> [MATERIALS PROVIDED]:
=-=-=

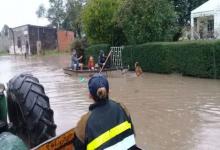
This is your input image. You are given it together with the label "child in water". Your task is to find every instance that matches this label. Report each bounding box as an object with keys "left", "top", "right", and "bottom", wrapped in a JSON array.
[
  {"left": 135, "top": 62, "right": 143, "bottom": 77},
  {"left": 88, "top": 56, "right": 95, "bottom": 70}
]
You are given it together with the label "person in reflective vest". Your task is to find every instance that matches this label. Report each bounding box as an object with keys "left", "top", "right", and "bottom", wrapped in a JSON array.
[{"left": 73, "top": 74, "right": 138, "bottom": 150}]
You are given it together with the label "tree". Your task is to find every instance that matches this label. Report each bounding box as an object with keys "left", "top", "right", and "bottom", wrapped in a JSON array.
[
  {"left": 116, "top": 0, "right": 176, "bottom": 44},
  {"left": 63, "top": 0, "right": 85, "bottom": 39},
  {"left": 82, "top": 0, "right": 123, "bottom": 45},
  {"left": 170, "top": 0, "right": 208, "bottom": 40},
  {"left": 36, "top": 0, "right": 65, "bottom": 28},
  {"left": 36, "top": 4, "right": 46, "bottom": 18}
]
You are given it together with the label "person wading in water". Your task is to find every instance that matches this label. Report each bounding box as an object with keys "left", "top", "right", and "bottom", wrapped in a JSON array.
[{"left": 73, "top": 74, "right": 139, "bottom": 150}]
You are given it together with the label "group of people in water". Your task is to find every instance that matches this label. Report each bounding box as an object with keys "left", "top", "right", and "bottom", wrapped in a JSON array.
[{"left": 71, "top": 50, "right": 109, "bottom": 70}]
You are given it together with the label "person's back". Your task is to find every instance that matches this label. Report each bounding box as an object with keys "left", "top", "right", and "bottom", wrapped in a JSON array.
[
  {"left": 73, "top": 74, "right": 137, "bottom": 150},
  {"left": 86, "top": 100, "right": 135, "bottom": 149}
]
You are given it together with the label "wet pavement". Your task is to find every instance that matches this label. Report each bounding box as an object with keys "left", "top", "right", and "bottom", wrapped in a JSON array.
[{"left": 0, "top": 55, "right": 220, "bottom": 150}]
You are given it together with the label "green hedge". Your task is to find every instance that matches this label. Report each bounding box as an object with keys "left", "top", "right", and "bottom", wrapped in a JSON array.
[
  {"left": 85, "top": 44, "right": 110, "bottom": 62},
  {"left": 122, "top": 41, "right": 220, "bottom": 78}
]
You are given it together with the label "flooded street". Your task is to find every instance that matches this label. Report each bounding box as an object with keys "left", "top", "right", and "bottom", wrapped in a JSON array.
[{"left": 0, "top": 55, "right": 220, "bottom": 150}]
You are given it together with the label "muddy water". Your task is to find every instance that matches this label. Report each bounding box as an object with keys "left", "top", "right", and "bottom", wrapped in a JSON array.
[{"left": 0, "top": 55, "right": 220, "bottom": 150}]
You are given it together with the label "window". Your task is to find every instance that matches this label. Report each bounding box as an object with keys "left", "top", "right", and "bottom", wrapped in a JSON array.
[{"left": 17, "top": 37, "right": 21, "bottom": 48}]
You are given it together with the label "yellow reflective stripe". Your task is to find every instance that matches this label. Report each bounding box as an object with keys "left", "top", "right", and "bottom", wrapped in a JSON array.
[{"left": 87, "top": 121, "right": 131, "bottom": 150}]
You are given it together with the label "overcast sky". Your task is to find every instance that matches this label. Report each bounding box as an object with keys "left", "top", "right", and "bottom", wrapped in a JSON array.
[{"left": 0, "top": 0, "right": 49, "bottom": 31}]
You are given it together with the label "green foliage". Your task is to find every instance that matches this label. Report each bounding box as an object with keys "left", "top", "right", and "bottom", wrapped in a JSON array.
[
  {"left": 82, "top": 0, "right": 122, "bottom": 44},
  {"left": 62, "top": 0, "right": 83, "bottom": 38},
  {"left": 122, "top": 41, "right": 220, "bottom": 78},
  {"left": 36, "top": 0, "right": 66, "bottom": 28},
  {"left": 170, "top": 0, "right": 208, "bottom": 40},
  {"left": 85, "top": 44, "right": 110, "bottom": 63},
  {"left": 116, "top": 0, "right": 176, "bottom": 44}
]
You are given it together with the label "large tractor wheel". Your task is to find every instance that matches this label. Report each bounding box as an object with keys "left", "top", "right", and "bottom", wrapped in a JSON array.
[{"left": 7, "top": 74, "right": 56, "bottom": 147}]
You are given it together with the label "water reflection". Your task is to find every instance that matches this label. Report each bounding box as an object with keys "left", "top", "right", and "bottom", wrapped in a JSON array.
[{"left": 0, "top": 55, "right": 220, "bottom": 150}]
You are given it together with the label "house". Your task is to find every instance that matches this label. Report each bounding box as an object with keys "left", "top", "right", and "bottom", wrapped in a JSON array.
[
  {"left": 9, "top": 25, "right": 57, "bottom": 55},
  {"left": 57, "top": 30, "right": 75, "bottom": 51},
  {"left": 191, "top": 0, "right": 220, "bottom": 39},
  {"left": 0, "top": 27, "right": 9, "bottom": 52}
]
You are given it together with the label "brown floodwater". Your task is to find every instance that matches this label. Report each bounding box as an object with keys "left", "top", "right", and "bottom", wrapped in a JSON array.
[{"left": 0, "top": 55, "right": 220, "bottom": 150}]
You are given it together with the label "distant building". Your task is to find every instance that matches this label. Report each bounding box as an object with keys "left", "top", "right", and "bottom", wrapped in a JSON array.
[
  {"left": 191, "top": 0, "right": 220, "bottom": 39},
  {"left": 0, "top": 27, "right": 10, "bottom": 52},
  {"left": 57, "top": 30, "right": 75, "bottom": 51},
  {"left": 9, "top": 25, "right": 57, "bottom": 55}
]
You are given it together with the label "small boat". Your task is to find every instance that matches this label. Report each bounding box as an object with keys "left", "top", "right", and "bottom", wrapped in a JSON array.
[{"left": 63, "top": 67, "right": 119, "bottom": 76}]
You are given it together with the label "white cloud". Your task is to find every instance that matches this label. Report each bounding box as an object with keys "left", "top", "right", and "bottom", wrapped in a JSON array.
[{"left": 0, "top": 0, "right": 49, "bottom": 30}]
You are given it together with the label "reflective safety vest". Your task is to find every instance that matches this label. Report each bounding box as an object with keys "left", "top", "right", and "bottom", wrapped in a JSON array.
[
  {"left": 87, "top": 121, "right": 135, "bottom": 150},
  {"left": 85, "top": 100, "right": 136, "bottom": 150}
]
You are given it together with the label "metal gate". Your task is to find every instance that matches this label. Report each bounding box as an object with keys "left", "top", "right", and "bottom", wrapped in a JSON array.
[{"left": 111, "top": 47, "right": 123, "bottom": 69}]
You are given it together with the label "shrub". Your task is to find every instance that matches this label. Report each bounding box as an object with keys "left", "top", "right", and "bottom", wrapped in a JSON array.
[{"left": 122, "top": 41, "right": 220, "bottom": 78}]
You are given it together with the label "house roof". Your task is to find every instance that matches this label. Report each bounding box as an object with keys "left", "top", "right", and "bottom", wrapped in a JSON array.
[{"left": 191, "top": 0, "right": 220, "bottom": 14}]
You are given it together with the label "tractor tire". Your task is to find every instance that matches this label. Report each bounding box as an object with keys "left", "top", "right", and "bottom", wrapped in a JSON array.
[{"left": 7, "top": 74, "right": 56, "bottom": 148}]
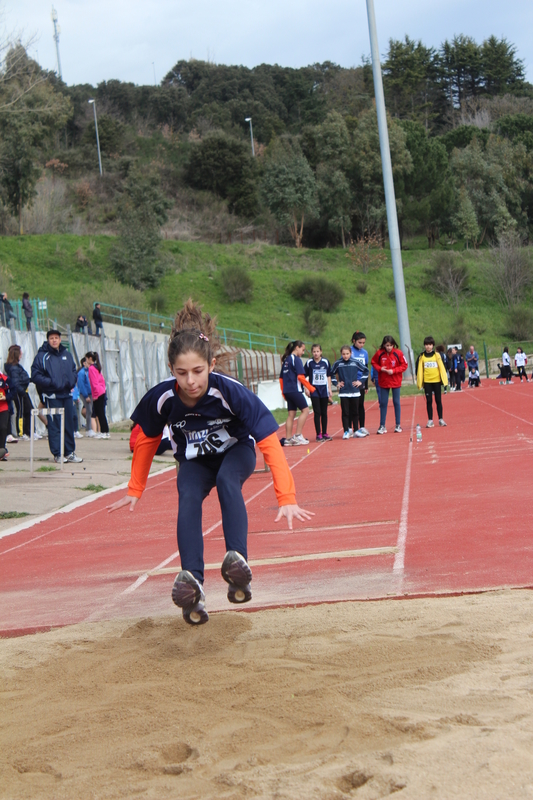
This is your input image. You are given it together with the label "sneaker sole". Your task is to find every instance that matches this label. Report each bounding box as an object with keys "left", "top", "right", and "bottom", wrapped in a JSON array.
[
  {"left": 172, "top": 570, "right": 209, "bottom": 625},
  {"left": 220, "top": 550, "right": 252, "bottom": 603}
]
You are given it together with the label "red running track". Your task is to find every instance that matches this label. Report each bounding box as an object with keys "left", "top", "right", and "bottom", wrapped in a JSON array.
[{"left": 0, "top": 381, "right": 533, "bottom": 635}]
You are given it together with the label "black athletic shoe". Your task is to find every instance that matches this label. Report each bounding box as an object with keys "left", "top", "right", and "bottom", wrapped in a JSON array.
[
  {"left": 172, "top": 570, "right": 209, "bottom": 625},
  {"left": 220, "top": 550, "right": 252, "bottom": 603}
]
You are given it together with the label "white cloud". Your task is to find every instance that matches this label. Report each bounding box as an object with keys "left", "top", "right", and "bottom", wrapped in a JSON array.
[{"left": 3, "top": 0, "right": 533, "bottom": 84}]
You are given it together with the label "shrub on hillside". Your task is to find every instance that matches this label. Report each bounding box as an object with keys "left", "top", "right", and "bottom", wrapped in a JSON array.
[
  {"left": 506, "top": 306, "right": 533, "bottom": 342},
  {"left": 304, "top": 306, "right": 328, "bottom": 337},
  {"left": 220, "top": 264, "right": 254, "bottom": 303},
  {"left": 290, "top": 276, "right": 344, "bottom": 311}
]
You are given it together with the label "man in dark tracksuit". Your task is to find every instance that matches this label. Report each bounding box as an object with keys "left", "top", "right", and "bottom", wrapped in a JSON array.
[{"left": 31, "top": 331, "right": 83, "bottom": 464}]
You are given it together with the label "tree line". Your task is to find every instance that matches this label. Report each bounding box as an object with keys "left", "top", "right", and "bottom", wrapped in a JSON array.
[{"left": 0, "top": 35, "right": 533, "bottom": 260}]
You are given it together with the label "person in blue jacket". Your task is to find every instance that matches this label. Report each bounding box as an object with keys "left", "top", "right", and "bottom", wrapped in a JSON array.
[
  {"left": 352, "top": 331, "right": 369, "bottom": 439},
  {"left": 31, "top": 330, "right": 83, "bottom": 464}
]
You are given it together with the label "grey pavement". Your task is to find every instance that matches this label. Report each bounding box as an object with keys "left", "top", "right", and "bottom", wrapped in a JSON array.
[{"left": 0, "top": 423, "right": 176, "bottom": 534}]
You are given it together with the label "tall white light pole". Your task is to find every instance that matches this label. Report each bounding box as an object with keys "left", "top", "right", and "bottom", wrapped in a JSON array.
[
  {"left": 366, "top": 0, "right": 413, "bottom": 371},
  {"left": 87, "top": 98, "right": 102, "bottom": 175},
  {"left": 244, "top": 117, "right": 255, "bottom": 158}
]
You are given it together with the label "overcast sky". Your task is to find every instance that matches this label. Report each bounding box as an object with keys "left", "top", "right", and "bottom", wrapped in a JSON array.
[{"left": 0, "top": 0, "right": 533, "bottom": 85}]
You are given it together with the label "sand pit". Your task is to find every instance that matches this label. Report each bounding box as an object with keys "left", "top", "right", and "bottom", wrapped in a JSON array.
[{"left": 0, "top": 590, "right": 533, "bottom": 800}]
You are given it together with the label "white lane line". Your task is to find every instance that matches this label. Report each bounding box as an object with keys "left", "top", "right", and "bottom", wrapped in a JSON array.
[
  {"left": 467, "top": 393, "right": 533, "bottom": 425},
  {"left": 392, "top": 395, "right": 416, "bottom": 572},
  {"left": 140, "top": 546, "right": 396, "bottom": 577},
  {"left": 120, "top": 431, "right": 344, "bottom": 595},
  {"left": 0, "top": 466, "right": 176, "bottom": 556}
]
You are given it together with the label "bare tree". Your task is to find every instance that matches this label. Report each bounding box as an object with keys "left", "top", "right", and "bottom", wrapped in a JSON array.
[
  {"left": 483, "top": 233, "right": 533, "bottom": 309},
  {"left": 425, "top": 251, "right": 470, "bottom": 313}
]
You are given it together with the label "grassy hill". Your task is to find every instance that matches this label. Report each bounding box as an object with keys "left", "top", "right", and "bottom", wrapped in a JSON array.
[{"left": 0, "top": 235, "right": 524, "bottom": 357}]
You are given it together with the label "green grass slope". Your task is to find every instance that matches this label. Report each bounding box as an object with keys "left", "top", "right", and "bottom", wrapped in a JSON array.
[{"left": 0, "top": 235, "right": 524, "bottom": 357}]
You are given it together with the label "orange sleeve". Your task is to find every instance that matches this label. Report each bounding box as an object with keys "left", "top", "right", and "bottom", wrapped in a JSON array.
[
  {"left": 128, "top": 430, "right": 161, "bottom": 497},
  {"left": 298, "top": 375, "right": 316, "bottom": 394},
  {"left": 257, "top": 433, "right": 296, "bottom": 506}
]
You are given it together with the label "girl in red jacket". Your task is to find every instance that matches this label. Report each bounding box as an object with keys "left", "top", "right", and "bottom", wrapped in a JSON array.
[{"left": 372, "top": 336, "right": 407, "bottom": 433}]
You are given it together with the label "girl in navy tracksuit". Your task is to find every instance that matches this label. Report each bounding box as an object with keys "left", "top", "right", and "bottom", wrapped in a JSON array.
[
  {"left": 109, "top": 300, "right": 312, "bottom": 625},
  {"left": 304, "top": 344, "right": 331, "bottom": 442},
  {"left": 279, "top": 339, "right": 315, "bottom": 447}
]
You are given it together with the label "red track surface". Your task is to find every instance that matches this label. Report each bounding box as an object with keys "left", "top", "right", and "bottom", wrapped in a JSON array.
[{"left": 0, "top": 381, "right": 533, "bottom": 635}]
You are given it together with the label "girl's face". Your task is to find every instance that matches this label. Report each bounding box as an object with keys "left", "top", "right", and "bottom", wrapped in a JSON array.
[{"left": 170, "top": 350, "right": 215, "bottom": 406}]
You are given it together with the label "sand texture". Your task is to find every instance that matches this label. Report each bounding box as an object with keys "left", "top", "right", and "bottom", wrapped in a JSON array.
[{"left": 0, "top": 590, "right": 533, "bottom": 800}]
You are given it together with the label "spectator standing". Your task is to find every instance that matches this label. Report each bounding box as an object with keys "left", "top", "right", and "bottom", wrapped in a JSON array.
[
  {"left": 372, "top": 336, "right": 407, "bottom": 434},
  {"left": 31, "top": 330, "right": 83, "bottom": 464},
  {"left": 85, "top": 352, "right": 110, "bottom": 439},
  {"left": 514, "top": 347, "right": 529, "bottom": 383},
  {"left": 0, "top": 372, "right": 9, "bottom": 461},
  {"left": 4, "top": 344, "right": 35, "bottom": 441},
  {"left": 78, "top": 356, "right": 96, "bottom": 439},
  {"left": 502, "top": 347, "right": 513, "bottom": 383},
  {"left": 465, "top": 344, "right": 479, "bottom": 372},
  {"left": 352, "top": 331, "right": 369, "bottom": 439},
  {"left": 2, "top": 292, "right": 17, "bottom": 328},
  {"left": 304, "top": 344, "right": 331, "bottom": 442},
  {"left": 22, "top": 292, "right": 33, "bottom": 331},
  {"left": 93, "top": 303, "right": 104, "bottom": 336},
  {"left": 450, "top": 347, "right": 465, "bottom": 392}
]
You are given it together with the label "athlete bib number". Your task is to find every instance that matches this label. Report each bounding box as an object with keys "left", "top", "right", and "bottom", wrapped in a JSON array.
[{"left": 183, "top": 428, "right": 237, "bottom": 461}]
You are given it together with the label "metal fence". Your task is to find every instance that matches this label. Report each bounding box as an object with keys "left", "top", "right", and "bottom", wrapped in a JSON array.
[{"left": 0, "top": 328, "right": 281, "bottom": 425}]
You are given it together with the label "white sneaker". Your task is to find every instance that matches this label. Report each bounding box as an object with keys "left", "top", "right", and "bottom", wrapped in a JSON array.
[{"left": 290, "top": 433, "right": 309, "bottom": 445}]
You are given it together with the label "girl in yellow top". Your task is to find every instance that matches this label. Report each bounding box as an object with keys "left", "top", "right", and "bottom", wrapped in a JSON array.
[{"left": 416, "top": 336, "right": 448, "bottom": 428}]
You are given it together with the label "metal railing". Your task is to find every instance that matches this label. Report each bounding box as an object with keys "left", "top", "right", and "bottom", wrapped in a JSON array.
[
  {"left": 94, "top": 302, "right": 309, "bottom": 353},
  {"left": 0, "top": 297, "right": 48, "bottom": 331}
]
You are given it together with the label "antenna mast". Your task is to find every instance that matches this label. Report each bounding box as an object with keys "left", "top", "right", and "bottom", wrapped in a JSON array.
[{"left": 52, "top": 6, "right": 63, "bottom": 81}]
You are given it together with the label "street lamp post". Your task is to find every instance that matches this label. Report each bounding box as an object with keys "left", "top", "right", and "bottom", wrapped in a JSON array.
[
  {"left": 87, "top": 98, "right": 102, "bottom": 175},
  {"left": 366, "top": 0, "right": 412, "bottom": 371},
  {"left": 244, "top": 117, "right": 255, "bottom": 158}
]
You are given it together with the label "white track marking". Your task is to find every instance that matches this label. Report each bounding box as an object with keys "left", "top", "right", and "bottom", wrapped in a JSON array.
[
  {"left": 467, "top": 392, "right": 533, "bottom": 425},
  {"left": 133, "top": 546, "right": 396, "bottom": 577},
  {"left": 392, "top": 395, "right": 416, "bottom": 572},
  {"left": 0, "top": 466, "right": 176, "bottom": 556}
]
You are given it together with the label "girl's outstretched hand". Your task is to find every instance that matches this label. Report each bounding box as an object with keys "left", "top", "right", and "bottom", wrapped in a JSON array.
[
  {"left": 107, "top": 494, "right": 139, "bottom": 514},
  {"left": 275, "top": 503, "right": 315, "bottom": 531}
]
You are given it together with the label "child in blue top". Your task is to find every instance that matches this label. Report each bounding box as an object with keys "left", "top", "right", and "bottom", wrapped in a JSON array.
[
  {"left": 279, "top": 339, "right": 315, "bottom": 447},
  {"left": 109, "top": 300, "right": 312, "bottom": 625},
  {"left": 304, "top": 344, "right": 331, "bottom": 442},
  {"left": 352, "top": 331, "right": 369, "bottom": 439},
  {"left": 331, "top": 344, "right": 368, "bottom": 439}
]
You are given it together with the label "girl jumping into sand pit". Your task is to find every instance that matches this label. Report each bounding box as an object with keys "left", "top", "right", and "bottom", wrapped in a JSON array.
[{"left": 109, "top": 299, "right": 313, "bottom": 625}]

=-=-=

> [GOAL]: List every line of the entries above that contains the word "shrub", matching its case exactly.

> [ANSWER TO THIS TASK]:
You are given it together with the label "shrub". Your task is to find every instance that matches this label. Report each bounding box as an object with keys "left", "top", "right", and "bottom", wrapped in a JSON array.
You are given it together with the label "shrub on hillside". Your task is to find every instance that matches this label. Report each bounding box as an object with keys "left", "top", "right", and "bottom", wrapped in a JSON array.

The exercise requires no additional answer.